Print all of the data exactly as written.

[Point labeling examples]
======
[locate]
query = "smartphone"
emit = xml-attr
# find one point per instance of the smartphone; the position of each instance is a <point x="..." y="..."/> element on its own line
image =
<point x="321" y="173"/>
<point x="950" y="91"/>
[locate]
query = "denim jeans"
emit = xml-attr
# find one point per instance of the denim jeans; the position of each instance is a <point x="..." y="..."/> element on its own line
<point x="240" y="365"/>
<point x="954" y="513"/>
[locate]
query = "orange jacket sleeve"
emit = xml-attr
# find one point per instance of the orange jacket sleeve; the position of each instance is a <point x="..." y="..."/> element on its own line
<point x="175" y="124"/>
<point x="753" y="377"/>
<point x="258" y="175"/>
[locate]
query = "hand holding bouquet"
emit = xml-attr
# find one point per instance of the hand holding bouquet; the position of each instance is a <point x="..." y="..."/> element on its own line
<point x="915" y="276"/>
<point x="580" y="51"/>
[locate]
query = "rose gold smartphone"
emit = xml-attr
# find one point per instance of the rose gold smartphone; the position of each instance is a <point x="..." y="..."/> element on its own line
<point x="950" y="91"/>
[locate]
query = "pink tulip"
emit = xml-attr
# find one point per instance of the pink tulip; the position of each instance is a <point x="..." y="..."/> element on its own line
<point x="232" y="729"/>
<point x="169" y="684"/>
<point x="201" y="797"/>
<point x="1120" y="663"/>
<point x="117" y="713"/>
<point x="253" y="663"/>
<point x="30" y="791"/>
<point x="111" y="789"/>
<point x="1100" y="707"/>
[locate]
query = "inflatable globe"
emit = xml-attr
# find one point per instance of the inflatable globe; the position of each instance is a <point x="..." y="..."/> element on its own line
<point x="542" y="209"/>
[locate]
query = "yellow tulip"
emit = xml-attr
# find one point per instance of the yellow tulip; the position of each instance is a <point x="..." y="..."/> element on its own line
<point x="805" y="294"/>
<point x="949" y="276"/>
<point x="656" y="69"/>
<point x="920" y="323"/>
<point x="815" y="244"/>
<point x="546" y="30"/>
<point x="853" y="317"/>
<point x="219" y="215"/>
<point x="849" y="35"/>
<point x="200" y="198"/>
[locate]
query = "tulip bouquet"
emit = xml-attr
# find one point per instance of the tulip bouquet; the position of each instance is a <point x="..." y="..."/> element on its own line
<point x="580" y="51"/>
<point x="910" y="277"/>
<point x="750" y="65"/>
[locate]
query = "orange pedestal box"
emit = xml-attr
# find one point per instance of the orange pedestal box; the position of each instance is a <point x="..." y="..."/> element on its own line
======
→ **Answer**:
[locate]
query = "smartphone"
emit = xml-attr
# find one point per instance of the smartphone; the position of each instance is a <point x="..." y="..."/> element on its own line
image =
<point x="321" y="173"/>
<point x="950" y="91"/>
[locate]
query = "denim jeans"
emit = xml-attr
# find one point per instance of the denim jeans; the position of each instance is a <point x="..." y="..."/> element on its own line
<point x="240" y="365"/>
<point x="954" y="513"/>
[locate]
query = "orange jacket sleeve"
emit = xml-attr
# find one point per instance of the orange jacket sleeve; the position of each instance is a <point x="..." y="..."/> element on its own line
<point x="175" y="124"/>
<point x="753" y="377"/>
<point x="258" y="175"/>
[locate]
query = "hand holding bouquet"
emit = xml-attr
# find one point per instance of the hand holding bouquet; the position of each instance is a <point x="..." y="..."/> element on its own line
<point x="915" y="276"/>
<point x="580" y="51"/>
[locate]
query = "rose gold smartphone"
emit = xml-attr
# find one point per instance of the rose gold smartphone; the position of each instance is a <point x="..." y="..."/> element on its own line
<point x="950" y="91"/>
[locate]
query = "pink tulip"
emit = xml-attr
# find one point per instance of the pink tulip; the position of each instance is a <point x="..." y="..."/> element on its own line
<point x="232" y="729"/>
<point x="169" y="684"/>
<point x="201" y="797"/>
<point x="1120" y="663"/>
<point x="117" y="713"/>
<point x="253" y="663"/>
<point x="30" y="791"/>
<point x="111" y="789"/>
<point x="1100" y="707"/>
[locate]
query = "inflatable globe"
emit = xml-attr
# find one point per instance of the inflatable globe; the position of each instance is a <point x="..." y="..."/> element on its own line
<point x="542" y="209"/>
[locate]
query = "yellow tulip"
emit = xml-attr
# find one point per instance of the yellow tulip; the position of each instance is a <point x="..." y="..."/> element on its own line
<point x="805" y="294"/>
<point x="949" y="276"/>
<point x="656" y="69"/>
<point x="920" y="323"/>
<point x="815" y="244"/>
<point x="546" y="30"/>
<point x="853" y="317"/>
<point x="219" y="215"/>
<point x="849" y="35"/>
<point x="200" y="198"/>
[locate]
query = "tulip bouquet"
emit = xml-attr
# find one point per instance of the tulip bouquet; the position of each instance is a <point x="..." y="..."/> element on its own line
<point x="580" y="51"/>
<point x="910" y="277"/>
<point x="750" y="65"/>
[locate]
query = "orange pedestal box"
emit = xml-attr
# find one point per instance of the orange pedestal box; the position of each instance is a <point x="..." y="..."/> element on its own line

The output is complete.